> _Extrait cité_
En 1995, Louis Bernatchez obtient un poste de professeur au Département de biologie de l'Université Laval. Son laboratoire devient rapidement une ruche bourdonnante qui produit à un rythme d'enfer. Il s'attaque aussi bien à des questions de nature fondamentale touchant l'évolution des poissons qu'à des problèmes très appliqués comme l'ensemencement des plans d'eau ou l'identification exacte et la provenance réelle des poissons vendus en épicerie.
«Louis avait une énergie et une capacité de travail hors du commun. De plus, il était brillant et extrêmement efficace. Il avait une grosse équipe, mais il était très présent et il parvenait à maintenir un esprit d'entraide et de collaboration entre tous les étudiants et les professionnels de recherche», souligne le professeur du Département de biologie, Jean-Sébastien Moore, qui a été stagiaire postdoctoral dans l'équipe de Louis Bernatchez de 2013 à 2017.
Louis Bernatchez avait déjà acquis une réputation internationale lorsque Jean-Sébastien Moore l'a rencontré pour la première fois. «J'étais étudiant à McGill et il était venu présenter ses travaux. Après la conférence, je suis allé lui parler. L'expérience aurait pu être intimidante pour moi, mais il avait été d'une grande gentillesse et d'une grande générosité. Il était très facile d'approche et toujours disposé à discuter avec la relève.»

Données enregistrées
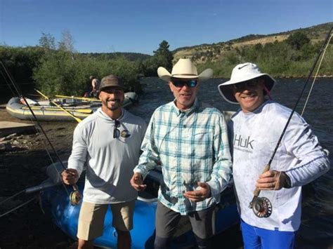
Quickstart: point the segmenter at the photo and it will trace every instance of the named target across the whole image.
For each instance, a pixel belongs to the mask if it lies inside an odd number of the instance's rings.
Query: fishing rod
[[[280,145],[280,142],[282,140],[282,137],[283,137],[283,136],[284,136],[284,135],[285,135],[285,133],[287,130],[287,128],[288,127],[288,125],[290,123],[290,121],[292,119],[292,115],[295,112],[296,108],[299,101],[301,100],[301,98],[303,95],[303,93],[304,93],[304,90],[306,88],[306,86],[308,83],[308,81],[310,80],[310,78],[311,78],[312,74],[313,73],[313,71],[315,68],[315,65],[317,65],[317,63],[319,60],[320,55],[322,53],[322,52],[325,49],[326,43],[327,43],[327,41],[329,41],[329,35],[332,33],[332,29],[333,29],[333,27],[332,27],[330,28],[329,32],[327,33],[326,39],[325,39],[325,41],[324,41],[324,44],[322,45],[322,48],[320,50],[320,51],[319,51],[319,53],[317,55],[317,58],[316,58],[313,65],[312,65],[312,67],[311,67],[311,69],[309,72],[308,78],[306,79],[306,83],[304,83],[304,86],[303,87],[303,89],[301,92],[301,94],[299,95],[299,96],[297,99],[297,101],[296,102],[296,104],[295,104],[295,106],[294,107],[294,109],[292,110],[292,112],[290,113],[290,115],[288,118],[288,120],[287,121],[287,123],[285,126],[285,128],[283,128],[283,130],[282,130],[282,133],[280,136],[280,138],[279,138],[279,140],[278,140],[278,141],[276,144],[275,148],[274,149],[274,151],[272,154],[270,159],[269,160],[268,163],[265,166],[262,174],[263,174],[264,173],[268,171],[270,168],[270,163],[272,163],[273,159],[274,159],[274,156],[275,156],[276,152],[278,151],[279,145]],[[279,177],[280,177],[280,175],[279,175]],[[272,214],[272,210],[273,210],[272,203],[268,200],[268,198],[267,198],[266,197],[263,197],[263,197],[259,197],[259,194],[260,194],[260,189],[258,187],[256,187],[256,189],[254,191],[254,196],[253,196],[252,201],[251,201],[251,202],[249,205],[249,208],[252,209],[252,210],[253,210],[253,212],[254,212],[254,213],[256,216],[257,216],[260,218],[261,218],[261,217],[268,217],[270,216],[270,215]]]
[[[12,83],[13,86],[15,88],[15,90],[16,91],[16,93],[19,95],[20,97],[22,98],[23,100],[25,101],[25,104],[27,105],[27,107],[29,108],[29,110],[30,111],[33,118],[34,118],[34,121],[36,122],[36,123],[37,124],[37,126],[39,126],[39,128],[40,128],[40,130],[41,130],[41,132],[43,133],[45,138],[46,139],[48,143],[50,144],[51,149],[52,149],[52,151],[53,152],[54,154],[56,155],[57,159],[58,160],[58,161],[60,162],[61,166],[63,167],[63,168],[64,169],[64,170],[67,170],[67,168],[65,167],[63,161],[61,161],[59,155],[58,154],[56,150],[56,148],[53,147],[53,144],[51,143],[50,139],[48,138],[48,135],[46,135],[46,133],[45,132],[45,130],[44,130],[43,127],[41,126],[41,124],[40,123],[40,122],[38,121],[37,118],[36,117],[35,114],[34,114],[34,111],[32,110],[32,109],[31,108],[31,106],[30,105],[29,105],[28,102],[27,101],[25,97],[23,95],[23,94],[22,93],[22,92],[20,91],[18,84],[16,83],[16,82],[14,81],[14,79],[13,78],[13,76],[11,75],[9,71],[7,69],[6,65],[4,64],[4,62],[2,62],[2,60],[0,60],[0,63],[2,66],[2,67],[4,68],[4,72],[6,72],[6,74],[7,75],[7,77],[9,79],[9,80],[11,81],[11,83]],[[50,156],[50,155],[49,155]],[[51,157],[51,156],[50,156]],[[77,187],[77,185],[76,184],[72,184],[72,187],[73,187],[73,191],[72,191],[70,194],[70,203],[72,205],[72,206],[76,206],[76,205],[79,205],[79,203],[81,202],[81,194],[80,194],[80,191],[79,190],[79,188]]]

> _Consigne A_
Répondez aux questions suivantes d'après l'extrait sur Louis Bernatchez :
(i) En quelle année Louis Bernatchez obtient-il un poste de professeur au Département de biologie de l'Université Laval ?
(ii) Pendant quelles années Jean-Sébastien Moore a-t-il été stagiaire postdoctoral dans l'équipe de Louis Bernatchez ?
(iii) Dans quelle université Jean-Sébastien Moore étudiait-il lors de sa première rencontre avec Louis Bernatchez ?
> _Consigne B_
D'après l'extrait sur Louis Bernatchez, pourquoi la première rencontre de Jean-Sébastien Moore avec lui n'a-t-elle finalement pas été intimidante ? Répondez en une à trois phrases.
> _Consigne C_
Prolongez le texte sur la carrière de Louis Bernatchez au-delà de sa dernière phrase.
Les lignes n'interviennent pas dans ce travail.

> _Zone de réponse A_
(i) En 1995.
(ii) De 2013 à 2017.
(iii) À McGill.

> _Zone de réponse B_
Après la conférence, Louis Bernatchez s'était montré d'une grande gentillesse et d'une grande générosité envers Jean-Sébastien Moore. Il était très facile d'approche et toujours disposé à discuter avec la relève.

> _Zone de réponse C_
Même après que d'autres labos eurent intégré des outils moléculaires à leurs travaux en écologie, des chercheurs des quatre coins du monde continuaient de venir à l'Université Laval pour faire des stages dans l'équipe de Louis Bernatchez. «Il avait une capacité d'attraction extraordinaire. Si ces scientifiques voulaient travailler dans le labo de Louis, c'était en raison de ses réalisations, mais aussi à cause de sa personnalité», estime le professeur Moore.
En dépit du passage des ans, le labo de Louis Bernatchez continuait de tourner à plein régime. «Louis ne s'est jamais assis sur ses lauriers, poursuit son collègue. Les choses évoluent rapidement en génomique. Il était toujours à l'affût des nouvelles techniques et il était parmi les premiers à les utiliser. Il était toujours impatient de se lancer dans de nouvelles aventures. C'était un homme de vision et d'action.»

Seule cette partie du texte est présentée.